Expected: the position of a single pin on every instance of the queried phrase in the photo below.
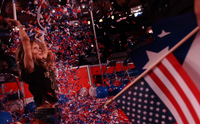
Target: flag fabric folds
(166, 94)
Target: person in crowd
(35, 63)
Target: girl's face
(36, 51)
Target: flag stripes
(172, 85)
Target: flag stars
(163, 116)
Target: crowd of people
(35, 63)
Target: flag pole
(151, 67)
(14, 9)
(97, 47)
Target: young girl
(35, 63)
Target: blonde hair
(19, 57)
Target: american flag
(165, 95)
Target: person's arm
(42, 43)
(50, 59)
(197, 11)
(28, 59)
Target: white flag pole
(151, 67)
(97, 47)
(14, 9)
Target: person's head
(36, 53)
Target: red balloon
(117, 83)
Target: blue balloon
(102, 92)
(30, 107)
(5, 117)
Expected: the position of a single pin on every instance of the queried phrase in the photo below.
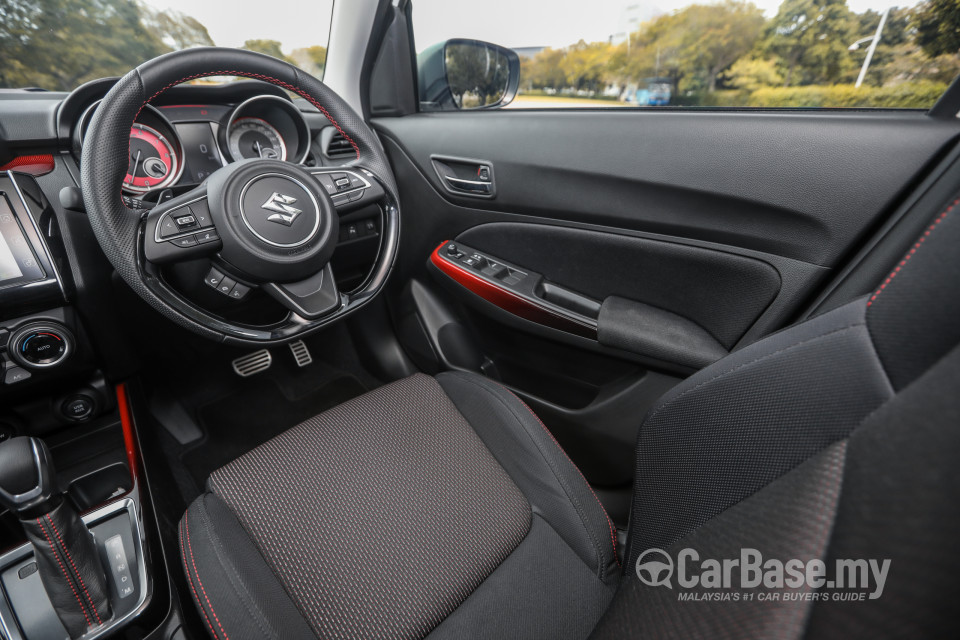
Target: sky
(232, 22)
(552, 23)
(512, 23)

────────────────────────────────────────

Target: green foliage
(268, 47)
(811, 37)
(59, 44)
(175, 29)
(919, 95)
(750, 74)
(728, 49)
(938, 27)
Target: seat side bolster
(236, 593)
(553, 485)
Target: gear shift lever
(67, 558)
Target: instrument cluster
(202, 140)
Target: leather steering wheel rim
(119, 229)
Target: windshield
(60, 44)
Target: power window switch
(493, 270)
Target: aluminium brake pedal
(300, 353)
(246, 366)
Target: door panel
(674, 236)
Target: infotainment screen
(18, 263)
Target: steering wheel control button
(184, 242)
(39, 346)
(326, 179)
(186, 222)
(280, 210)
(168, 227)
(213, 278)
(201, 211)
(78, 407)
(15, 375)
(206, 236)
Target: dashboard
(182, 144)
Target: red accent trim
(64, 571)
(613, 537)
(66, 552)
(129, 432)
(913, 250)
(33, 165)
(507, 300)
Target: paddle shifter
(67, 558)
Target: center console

────────────────────────────────────────

**Task to complete:**
Count the lines in the records above that contain the word "crowd", and reply with the number alone.

**Problem solution:**
2